■ **EXERCISE SET**
#1 Answer these from the flood report, each in a few words:
(a) How much rain fell on McEwen on Saturday?
(b) Down which creek did water flow into Waverly?
(c) What position does Dorian Burnette hold?
#2 Print the part of the flood report from "Because of the" up to and including "CHANGE FACTOR IN?", word for word.
# start of DOCUMENT EXTRACT
A flash flood watch was issued for the area before the rain started, with forecasters saying 4 to 6 inches (10 to 15 centimeters) were possible. Before Saturday's deluge, the worst storm recorded in this area of central Tennessee dropped more than 9 inches (23 centimeters) of rain in 2010, said Krissy Hurley, a National Weather Service meteorologist in Nashville.

She said Saturday's storms kept redeveloping as they moved and went over the same areas repeatedly, resulting in upwards of 3 to 4 inches of rain per hour.

“In my almost 20-year career, I’ve never seen rainfall amounts and rainfall rates this high not associated with some type of hurricane or tropical system,” Hurley said. “So, to see something like this inland in Middle Tennessee is probably the rare of rare.”

The town of McEwen near Waverly was pummeled Saturday with 17.02 inches (43.2 centimeters) of rain, smashing the state’s 24-hour record of 13.6 inches (34.5 centimeters) from 1982, according to the National Weather Service in Nashville, though Saturday’s numbers still have to be confirmed.

WHY DID WAVERLY SEE SO MUCH DAMAGE?

The deluge left rescue teams scrambling to find those missing in Waverly, the town with the worst damage and now a landscape of collapsed houses, tangled debris and flipped vehicles strewn about town. The search was still ongoing Monday.

Because of the county's terrain, water gushed into Waverly westward down Trace Creek from surrounding areas, some of which are several-hundred feet higher, Hurley said.

"That’s why folks who live there talk about this big wall of water that came on very quickly," Hurley said.

HOW DOES CLIMATE CHANGE FACTOR IN?

Recent scientific research has determined that extreme rain events will become more frequent because of man-made climate change.

Dorian Burnette, a University of Memphis associate professor in earth sciences, said climate change has “put the atmosphere on steroids," offering a “more robust way to get super heavy rainfall rates out of thunderstorms now when you get the right meteorological setup."

"We're probably going to see more of these events as time goes along and as the Earth continues to warm," Burnette said.
# end of DOCUMENT EXTRACT
# start of DATASET
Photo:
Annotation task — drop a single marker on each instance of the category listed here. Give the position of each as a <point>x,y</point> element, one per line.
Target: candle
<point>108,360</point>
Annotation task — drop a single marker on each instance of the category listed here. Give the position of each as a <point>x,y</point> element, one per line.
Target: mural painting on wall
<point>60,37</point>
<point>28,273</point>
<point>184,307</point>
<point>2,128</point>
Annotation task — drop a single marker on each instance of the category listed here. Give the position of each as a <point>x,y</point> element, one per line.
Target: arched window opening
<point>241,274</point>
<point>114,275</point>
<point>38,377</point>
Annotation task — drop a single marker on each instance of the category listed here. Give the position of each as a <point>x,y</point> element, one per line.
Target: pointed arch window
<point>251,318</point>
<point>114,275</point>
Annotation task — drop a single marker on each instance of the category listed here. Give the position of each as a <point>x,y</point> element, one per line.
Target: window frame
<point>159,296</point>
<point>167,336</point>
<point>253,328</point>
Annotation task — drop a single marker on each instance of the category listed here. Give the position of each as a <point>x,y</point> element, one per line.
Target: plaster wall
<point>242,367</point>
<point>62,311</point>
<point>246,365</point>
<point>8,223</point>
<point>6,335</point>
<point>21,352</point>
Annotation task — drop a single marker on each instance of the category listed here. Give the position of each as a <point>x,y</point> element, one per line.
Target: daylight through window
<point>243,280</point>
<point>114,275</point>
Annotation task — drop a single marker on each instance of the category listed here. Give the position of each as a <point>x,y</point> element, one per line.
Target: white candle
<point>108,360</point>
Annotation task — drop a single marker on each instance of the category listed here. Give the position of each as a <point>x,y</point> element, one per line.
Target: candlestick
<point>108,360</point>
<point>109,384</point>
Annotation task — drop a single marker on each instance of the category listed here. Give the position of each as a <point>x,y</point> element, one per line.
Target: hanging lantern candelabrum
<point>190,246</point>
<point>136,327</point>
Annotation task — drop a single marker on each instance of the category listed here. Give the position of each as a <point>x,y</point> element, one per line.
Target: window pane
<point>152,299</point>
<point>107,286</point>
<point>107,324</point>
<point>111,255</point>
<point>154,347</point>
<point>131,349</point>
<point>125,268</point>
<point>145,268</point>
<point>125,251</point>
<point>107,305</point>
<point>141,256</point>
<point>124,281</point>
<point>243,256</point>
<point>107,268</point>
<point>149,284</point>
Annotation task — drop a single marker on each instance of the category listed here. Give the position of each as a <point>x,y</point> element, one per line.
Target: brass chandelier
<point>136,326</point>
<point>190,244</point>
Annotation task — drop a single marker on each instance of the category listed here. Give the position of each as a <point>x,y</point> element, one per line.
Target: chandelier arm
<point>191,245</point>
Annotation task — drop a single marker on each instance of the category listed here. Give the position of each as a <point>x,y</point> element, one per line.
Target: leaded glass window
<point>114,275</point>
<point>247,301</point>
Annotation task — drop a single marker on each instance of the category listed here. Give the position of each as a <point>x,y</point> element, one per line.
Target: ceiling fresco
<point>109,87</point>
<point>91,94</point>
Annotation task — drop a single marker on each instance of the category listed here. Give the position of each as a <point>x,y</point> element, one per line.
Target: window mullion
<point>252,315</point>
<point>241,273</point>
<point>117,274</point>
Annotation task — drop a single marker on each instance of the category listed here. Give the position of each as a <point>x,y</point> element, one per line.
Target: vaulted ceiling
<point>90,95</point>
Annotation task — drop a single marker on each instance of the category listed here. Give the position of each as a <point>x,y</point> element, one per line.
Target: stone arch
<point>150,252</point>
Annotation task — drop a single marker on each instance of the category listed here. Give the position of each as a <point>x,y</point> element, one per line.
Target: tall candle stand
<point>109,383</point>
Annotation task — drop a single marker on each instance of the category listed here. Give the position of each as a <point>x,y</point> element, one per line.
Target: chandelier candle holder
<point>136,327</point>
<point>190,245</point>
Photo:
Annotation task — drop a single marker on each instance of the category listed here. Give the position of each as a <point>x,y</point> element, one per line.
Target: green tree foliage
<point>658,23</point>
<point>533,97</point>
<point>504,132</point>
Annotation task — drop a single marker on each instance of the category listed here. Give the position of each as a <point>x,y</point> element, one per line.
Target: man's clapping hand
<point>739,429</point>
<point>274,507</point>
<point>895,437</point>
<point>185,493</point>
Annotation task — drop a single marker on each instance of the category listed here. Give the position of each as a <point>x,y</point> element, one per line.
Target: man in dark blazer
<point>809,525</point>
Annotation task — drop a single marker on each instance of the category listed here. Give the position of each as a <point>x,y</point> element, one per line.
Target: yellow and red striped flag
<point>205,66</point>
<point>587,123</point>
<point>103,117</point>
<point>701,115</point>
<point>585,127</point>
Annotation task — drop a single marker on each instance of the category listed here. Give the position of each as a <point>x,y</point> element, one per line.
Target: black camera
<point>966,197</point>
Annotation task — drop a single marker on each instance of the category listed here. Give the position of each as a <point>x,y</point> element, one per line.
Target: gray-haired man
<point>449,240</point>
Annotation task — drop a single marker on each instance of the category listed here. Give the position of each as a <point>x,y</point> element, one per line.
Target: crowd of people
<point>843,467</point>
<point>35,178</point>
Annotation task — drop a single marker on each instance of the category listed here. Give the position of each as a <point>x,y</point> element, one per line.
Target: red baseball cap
# end of DATASET
■ **TASK SOLUTIONS**
#1
(a) 17.02 inches (43.2 centimeters)
(b) Trace Creek
(c) Associate professor in earth sciences at the University of Memphis

#2
Because of the county's terrain, water gushed into Waverly westward down Trace Creek from surrounding areas, some of which are several-hundred feet higher, Hurley said.

"That’s why folks who live there talk about this big wall of water that came on very quickly," Hurley said.

HOW DOES CLIMATE CHANGE FACTOR IN?